▸ Set task
Take the line that contains "A single point falls on each instance of the iron spike" and every line after it in the material below, and quote them exactly.

▸ Point-based annotation data
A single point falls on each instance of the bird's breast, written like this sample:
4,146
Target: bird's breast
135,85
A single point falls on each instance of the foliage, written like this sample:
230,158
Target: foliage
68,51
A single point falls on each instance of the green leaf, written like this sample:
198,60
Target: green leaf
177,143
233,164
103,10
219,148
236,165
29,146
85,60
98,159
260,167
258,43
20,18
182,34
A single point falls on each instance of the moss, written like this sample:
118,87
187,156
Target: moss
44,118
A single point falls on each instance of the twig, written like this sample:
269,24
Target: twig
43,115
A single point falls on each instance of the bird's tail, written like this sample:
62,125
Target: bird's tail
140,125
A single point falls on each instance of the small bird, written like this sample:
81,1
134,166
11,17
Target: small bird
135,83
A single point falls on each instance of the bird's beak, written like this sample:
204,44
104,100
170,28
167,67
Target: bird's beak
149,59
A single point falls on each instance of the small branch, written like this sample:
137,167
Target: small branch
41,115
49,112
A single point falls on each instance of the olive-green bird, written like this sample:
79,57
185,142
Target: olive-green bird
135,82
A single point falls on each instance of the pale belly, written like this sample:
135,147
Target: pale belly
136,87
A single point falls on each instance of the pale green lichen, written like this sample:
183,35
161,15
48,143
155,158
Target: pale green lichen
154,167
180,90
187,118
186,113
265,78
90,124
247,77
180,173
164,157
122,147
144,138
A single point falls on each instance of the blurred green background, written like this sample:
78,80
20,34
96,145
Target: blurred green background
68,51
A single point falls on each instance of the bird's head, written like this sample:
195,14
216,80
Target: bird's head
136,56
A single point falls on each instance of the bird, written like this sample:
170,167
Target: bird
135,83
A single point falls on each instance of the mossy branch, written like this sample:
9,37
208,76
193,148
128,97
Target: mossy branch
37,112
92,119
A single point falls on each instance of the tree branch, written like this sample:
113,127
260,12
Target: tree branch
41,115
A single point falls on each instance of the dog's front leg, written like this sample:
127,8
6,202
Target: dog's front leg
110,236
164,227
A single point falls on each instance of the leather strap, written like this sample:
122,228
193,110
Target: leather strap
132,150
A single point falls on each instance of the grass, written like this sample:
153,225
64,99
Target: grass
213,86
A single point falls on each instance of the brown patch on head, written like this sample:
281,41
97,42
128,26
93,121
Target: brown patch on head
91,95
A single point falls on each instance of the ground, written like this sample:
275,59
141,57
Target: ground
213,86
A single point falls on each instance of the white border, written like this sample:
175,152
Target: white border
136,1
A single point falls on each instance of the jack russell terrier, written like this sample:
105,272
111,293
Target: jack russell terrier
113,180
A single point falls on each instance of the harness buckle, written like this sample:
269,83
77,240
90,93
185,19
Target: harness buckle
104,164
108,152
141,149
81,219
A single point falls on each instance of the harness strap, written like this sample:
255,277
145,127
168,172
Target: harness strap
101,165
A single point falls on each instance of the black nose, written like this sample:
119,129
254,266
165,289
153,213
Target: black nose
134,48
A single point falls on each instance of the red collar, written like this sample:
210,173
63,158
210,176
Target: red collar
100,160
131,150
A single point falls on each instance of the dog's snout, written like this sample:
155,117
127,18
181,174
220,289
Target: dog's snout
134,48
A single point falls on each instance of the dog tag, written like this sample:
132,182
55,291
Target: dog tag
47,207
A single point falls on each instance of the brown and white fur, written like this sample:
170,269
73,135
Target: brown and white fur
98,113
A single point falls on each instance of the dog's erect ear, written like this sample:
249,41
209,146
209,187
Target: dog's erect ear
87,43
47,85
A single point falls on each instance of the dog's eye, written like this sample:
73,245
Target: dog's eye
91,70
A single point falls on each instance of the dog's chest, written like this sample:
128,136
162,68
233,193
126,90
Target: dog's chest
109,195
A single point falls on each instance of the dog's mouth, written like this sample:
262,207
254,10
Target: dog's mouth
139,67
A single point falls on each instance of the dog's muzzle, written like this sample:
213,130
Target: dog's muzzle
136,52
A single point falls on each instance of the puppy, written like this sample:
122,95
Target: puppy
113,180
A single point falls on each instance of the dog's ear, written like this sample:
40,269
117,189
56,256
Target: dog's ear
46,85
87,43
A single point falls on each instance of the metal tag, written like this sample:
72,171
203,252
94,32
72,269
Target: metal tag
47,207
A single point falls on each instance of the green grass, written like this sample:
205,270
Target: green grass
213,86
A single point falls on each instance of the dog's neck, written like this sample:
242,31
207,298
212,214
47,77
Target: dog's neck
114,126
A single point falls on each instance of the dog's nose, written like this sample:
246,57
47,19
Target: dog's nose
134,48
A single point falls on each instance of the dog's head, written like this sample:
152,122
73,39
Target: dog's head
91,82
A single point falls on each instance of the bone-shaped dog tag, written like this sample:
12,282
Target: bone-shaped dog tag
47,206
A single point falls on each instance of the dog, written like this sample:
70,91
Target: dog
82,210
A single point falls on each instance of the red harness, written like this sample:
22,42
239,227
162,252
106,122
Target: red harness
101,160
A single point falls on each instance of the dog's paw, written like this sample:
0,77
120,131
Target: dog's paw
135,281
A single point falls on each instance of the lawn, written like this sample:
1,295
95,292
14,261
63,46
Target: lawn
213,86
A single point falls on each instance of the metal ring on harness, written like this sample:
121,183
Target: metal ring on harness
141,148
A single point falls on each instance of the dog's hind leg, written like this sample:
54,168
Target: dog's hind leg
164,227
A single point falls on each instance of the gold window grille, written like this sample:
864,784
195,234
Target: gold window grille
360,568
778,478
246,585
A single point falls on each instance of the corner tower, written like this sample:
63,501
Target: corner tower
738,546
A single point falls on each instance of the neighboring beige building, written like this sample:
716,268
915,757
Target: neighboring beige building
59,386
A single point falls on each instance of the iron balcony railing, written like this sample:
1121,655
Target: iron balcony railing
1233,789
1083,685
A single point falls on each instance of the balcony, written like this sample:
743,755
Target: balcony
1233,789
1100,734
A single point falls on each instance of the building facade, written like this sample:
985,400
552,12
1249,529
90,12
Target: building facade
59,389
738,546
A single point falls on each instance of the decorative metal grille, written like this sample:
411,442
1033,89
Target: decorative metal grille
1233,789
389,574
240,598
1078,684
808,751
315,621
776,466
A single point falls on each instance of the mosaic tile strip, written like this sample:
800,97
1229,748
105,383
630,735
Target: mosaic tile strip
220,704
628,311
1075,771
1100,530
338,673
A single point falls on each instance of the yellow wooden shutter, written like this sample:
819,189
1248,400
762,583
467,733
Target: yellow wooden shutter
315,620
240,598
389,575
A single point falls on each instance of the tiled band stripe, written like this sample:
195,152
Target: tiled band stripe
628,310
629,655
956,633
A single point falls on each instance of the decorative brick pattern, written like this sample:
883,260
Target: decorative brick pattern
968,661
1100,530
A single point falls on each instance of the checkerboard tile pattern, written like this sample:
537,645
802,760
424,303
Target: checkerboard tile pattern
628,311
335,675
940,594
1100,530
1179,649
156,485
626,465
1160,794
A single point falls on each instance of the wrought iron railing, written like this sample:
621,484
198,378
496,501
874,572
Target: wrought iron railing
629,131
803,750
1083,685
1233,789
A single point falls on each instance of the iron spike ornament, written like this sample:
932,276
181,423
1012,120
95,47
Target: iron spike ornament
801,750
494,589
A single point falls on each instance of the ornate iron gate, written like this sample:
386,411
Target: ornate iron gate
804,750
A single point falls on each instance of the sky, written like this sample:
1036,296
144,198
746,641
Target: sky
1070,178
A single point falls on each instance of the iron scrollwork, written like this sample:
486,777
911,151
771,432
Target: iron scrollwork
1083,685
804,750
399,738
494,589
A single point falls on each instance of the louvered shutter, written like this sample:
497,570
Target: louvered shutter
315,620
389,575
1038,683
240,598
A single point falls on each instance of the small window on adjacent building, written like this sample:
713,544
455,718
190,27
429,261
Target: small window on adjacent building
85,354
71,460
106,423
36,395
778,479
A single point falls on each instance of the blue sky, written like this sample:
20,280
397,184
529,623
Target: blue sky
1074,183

▸ Result of this task
A single point falls on each instance of the iron spike ornament, written like this sample:
932,276
181,423
1012,120
95,47
Target: iron spike ornament
801,750
494,589
A single point falls on each instance of the ornate iron gate, written like this sample:
386,411
Target: ornate iron gate
804,750
A single point falls on each instance of the sky, written like this sample:
1036,296
144,198
746,641
Target: sky
1070,178
A single point falls on each instance of the iron scrollwork, written like this sample:
486,777
911,151
771,432
Target: iron scrollwork
1083,685
804,750
399,738
494,589
A single point falls on each instance of the louvered shutter, written like this sample:
497,570
Target: louvered shutter
315,620
389,575
1038,683
240,598
A single point falls on each instance of the small window on adjacent building, written like this sample:
713,544
455,718
190,27
429,261
Target: small window on adjacent building
85,354
71,460
106,423
36,395
778,479
A single point falls on each instance of the blue sky, written like this sample:
20,280
397,184
529,623
Target: blue sky
1074,183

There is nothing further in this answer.